▶ **TRY IT**: Transcribe every record without leaving anything out or changing a word.

Start of INFORMATION GIVEN

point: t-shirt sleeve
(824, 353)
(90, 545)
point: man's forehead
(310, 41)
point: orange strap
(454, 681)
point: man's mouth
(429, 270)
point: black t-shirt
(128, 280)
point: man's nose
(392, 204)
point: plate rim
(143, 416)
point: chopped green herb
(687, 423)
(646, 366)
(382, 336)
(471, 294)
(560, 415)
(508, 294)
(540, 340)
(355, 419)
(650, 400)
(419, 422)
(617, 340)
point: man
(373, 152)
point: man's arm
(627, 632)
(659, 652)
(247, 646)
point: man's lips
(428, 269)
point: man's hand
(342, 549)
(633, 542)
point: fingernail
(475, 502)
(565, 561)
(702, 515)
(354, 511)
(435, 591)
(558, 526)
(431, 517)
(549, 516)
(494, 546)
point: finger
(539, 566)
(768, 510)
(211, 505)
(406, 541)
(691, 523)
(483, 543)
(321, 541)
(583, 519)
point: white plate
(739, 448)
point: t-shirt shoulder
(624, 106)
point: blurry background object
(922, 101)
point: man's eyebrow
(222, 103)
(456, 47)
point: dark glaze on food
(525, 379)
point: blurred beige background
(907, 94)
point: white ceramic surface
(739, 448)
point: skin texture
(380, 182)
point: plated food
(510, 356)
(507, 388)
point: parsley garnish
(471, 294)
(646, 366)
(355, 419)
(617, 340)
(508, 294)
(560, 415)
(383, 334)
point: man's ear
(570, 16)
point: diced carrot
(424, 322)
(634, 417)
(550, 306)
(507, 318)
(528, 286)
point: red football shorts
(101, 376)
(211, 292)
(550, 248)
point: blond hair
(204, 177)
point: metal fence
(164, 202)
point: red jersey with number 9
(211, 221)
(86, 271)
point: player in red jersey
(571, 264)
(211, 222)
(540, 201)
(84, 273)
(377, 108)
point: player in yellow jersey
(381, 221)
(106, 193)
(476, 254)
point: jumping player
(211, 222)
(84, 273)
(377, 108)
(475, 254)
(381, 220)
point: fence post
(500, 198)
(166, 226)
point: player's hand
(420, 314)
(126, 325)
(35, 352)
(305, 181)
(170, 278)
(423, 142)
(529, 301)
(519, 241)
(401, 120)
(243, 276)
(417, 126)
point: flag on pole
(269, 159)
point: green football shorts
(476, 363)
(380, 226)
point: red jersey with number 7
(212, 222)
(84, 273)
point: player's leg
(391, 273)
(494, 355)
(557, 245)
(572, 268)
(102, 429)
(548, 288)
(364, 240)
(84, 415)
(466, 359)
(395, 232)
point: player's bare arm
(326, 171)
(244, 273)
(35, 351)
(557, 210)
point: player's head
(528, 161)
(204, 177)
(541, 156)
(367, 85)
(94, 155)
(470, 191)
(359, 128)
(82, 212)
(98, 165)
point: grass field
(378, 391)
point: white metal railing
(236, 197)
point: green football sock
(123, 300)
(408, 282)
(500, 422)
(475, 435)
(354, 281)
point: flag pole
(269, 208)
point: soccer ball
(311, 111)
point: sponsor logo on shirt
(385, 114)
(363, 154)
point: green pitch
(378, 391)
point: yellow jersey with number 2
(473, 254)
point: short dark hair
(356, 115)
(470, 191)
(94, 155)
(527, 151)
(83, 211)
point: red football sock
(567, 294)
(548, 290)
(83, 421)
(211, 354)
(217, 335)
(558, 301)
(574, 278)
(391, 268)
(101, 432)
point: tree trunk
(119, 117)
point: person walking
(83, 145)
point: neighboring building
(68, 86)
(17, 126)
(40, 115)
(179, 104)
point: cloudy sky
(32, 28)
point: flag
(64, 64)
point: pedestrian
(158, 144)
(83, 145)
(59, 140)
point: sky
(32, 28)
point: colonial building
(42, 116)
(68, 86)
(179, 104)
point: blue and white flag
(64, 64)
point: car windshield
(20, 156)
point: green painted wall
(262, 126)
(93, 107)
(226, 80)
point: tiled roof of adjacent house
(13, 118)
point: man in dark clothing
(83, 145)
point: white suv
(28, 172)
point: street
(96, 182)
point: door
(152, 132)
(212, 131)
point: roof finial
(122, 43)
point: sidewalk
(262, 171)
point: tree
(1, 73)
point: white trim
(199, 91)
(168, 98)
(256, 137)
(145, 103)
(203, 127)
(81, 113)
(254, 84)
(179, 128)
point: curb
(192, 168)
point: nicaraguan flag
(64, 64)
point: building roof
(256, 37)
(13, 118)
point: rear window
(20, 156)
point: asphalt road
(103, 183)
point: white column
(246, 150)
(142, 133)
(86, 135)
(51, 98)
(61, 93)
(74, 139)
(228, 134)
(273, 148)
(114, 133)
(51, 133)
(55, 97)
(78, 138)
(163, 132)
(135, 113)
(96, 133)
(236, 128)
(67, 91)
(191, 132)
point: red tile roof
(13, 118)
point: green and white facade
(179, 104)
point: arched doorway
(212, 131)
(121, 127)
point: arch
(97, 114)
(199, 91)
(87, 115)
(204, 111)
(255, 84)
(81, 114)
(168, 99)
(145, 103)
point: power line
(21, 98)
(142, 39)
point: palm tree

End of INFORMATION GIVEN

▶ **WORKED SOLUTION**:
point: t-shirt sleeve
(824, 353)
(90, 545)
point: man's forehead
(310, 41)
point: orange strap
(454, 681)
point: man's mouth
(429, 270)
point: black t-shirt
(128, 280)
point: man's nose
(392, 204)
point: plate rim
(143, 416)
point: chopped green herb
(687, 423)
(646, 366)
(382, 336)
(471, 294)
(560, 415)
(508, 294)
(540, 340)
(355, 419)
(650, 400)
(419, 422)
(617, 340)
point: man
(373, 152)
point: man's arm
(627, 632)
(659, 652)
(247, 646)
point: man's lips
(428, 269)
point: man's hand
(342, 549)
(633, 542)
point: fingernail
(475, 502)
(565, 561)
(702, 515)
(354, 511)
(435, 591)
(558, 526)
(431, 517)
(549, 516)
(494, 546)
point: finger
(539, 566)
(768, 510)
(211, 505)
(406, 541)
(691, 523)
(483, 543)
(321, 541)
(583, 519)
point: white plate
(739, 448)
point: t-shirt shoulder
(624, 106)
point: blurry background object
(922, 101)
point: man's eyebrow
(222, 103)
(456, 47)
point: dark glaze on food
(525, 379)
point: blurred beige background
(907, 94)
point: white ceramic surface
(739, 448)
point: skin texture
(380, 182)
point: plated food
(510, 356)
(507, 388)
point: parsley garnish
(471, 294)
(646, 366)
(355, 419)
(617, 340)
(508, 294)
(560, 415)
(383, 334)
point: man's ear
(570, 16)
point: diced carrot
(424, 322)
(634, 417)
(550, 306)
(507, 318)
(528, 286)
point: red football shorts
(101, 376)
(211, 292)
(550, 248)
point: blond hair
(204, 177)
point: metal fence
(164, 202)
point: red jersey with number 9
(211, 221)
(86, 271)
point: player in red jersey
(571, 264)
(211, 222)
(540, 201)
(84, 273)
(377, 108)
point: player in yellow jersey
(381, 221)
(106, 193)
(476, 254)
point: jumping player
(211, 222)
(84, 273)
(377, 108)
(475, 254)
(381, 220)
point: fence post
(500, 198)
(166, 226)
point: player's hand
(420, 314)
(126, 325)
(35, 352)
(305, 181)
(170, 278)
(423, 142)
(529, 301)
(519, 241)
(401, 120)
(243, 276)
(417, 126)
point: flag on pole
(269, 159)
point: green football shorts
(476, 363)
(380, 226)
point: red jersey with number 7
(212, 222)
(84, 273)
point: player's leg
(391, 273)
(494, 355)
(557, 245)
(572, 268)
(102, 429)
(548, 288)
(364, 240)
(84, 415)
(466, 359)
(395, 232)
point: player's bare arm
(326, 171)
(244, 273)
(35, 351)
(557, 210)
point: player's head
(528, 161)
(204, 177)
(541, 156)
(367, 85)
(94, 155)
(470, 191)
(359, 128)
(82, 212)
(98, 165)
point: grass field
(378, 391)
point: white metal railing
(236, 197)
point: green football sock
(123, 300)
(408, 282)
(500, 422)
(475, 435)
(354, 281)
point: flag pole
(269, 208)
point: soccer ball
(311, 111)
point: sponsor logo on shirt
(385, 114)
(363, 154)
point: green pitch
(378, 391)
point: yellow jersey with number 2
(473, 254)
point: short dark hair
(356, 115)
(470, 191)
(94, 155)
(527, 151)
(83, 211)
point: red football sock
(567, 294)
(548, 290)
(83, 421)
(211, 354)
(217, 335)
(558, 301)
(574, 278)
(391, 268)
(101, 432)
point: tree trunk
(119, 117)
point: person walking
(83, 145)
point: neighboring building
(68, 86)
(17, 126)
(40, 115)
(179, 104)
point: cloudy sky
(32, 28)
point: flag
(64, 64)
point: pedestrian
(158, 144)
(83, 145)
(59, 140)
point: sky
(32, 28)
point: colonial building
(42, 116)
(68, 86)
(179, 104)
point: blue and white flag
(64, 64)
point: car windshield
(20, 156)
point: green painted wall
(262, 126)
(93, 107)
(226, 80)
point: tiled roof of adjacent house
(13, 118)
point: man in dark clothing
(83, 145)
point: white suv
(28, 172)
point: street
(96, 182)
point: door
(152, 132)
(212, 131)
point: roof finial
(122, 43)
point: sidewalk
(262, 171)
point: tree
(1, 73)
point: white trim
(199, 91)
(168, 98)
(256, 137)
(145, 103)
(203, 127)
(81, 113)
(254, 84)
(179, 128)
point: curb
(192, 168)
point: nicaraguan flag
(64, 64)
point: building roof
(256, 37)
(13, 118)
point: rear window
(20, 156)
point: asphalt road
(103, 183)
point: white column
(246, 150)
(142, 133)
(86, 135)
(51, 98)
(61, 93)
(74, 139)
(228, 134)
(273, 148)
(114, 133)
(51, 133)
(55, 97)
(78, 138)
(163, 132)
(135, 113)
(96, 133)
(236, 128)
(67, 91)
(191, 132)
point: red tile roof
(13, 118)
point: green and white facade
(179, 104)
point: arched doorway
(212, 131)
(121, 127)
point: arch
(97, 114)
(199, 91)
(87, 115)
(204, 111)
(255, 84)
(81, 114)
(168, 99)
(145, 103)
point: power line
(21, 98)
(142, 39)
point: palm tree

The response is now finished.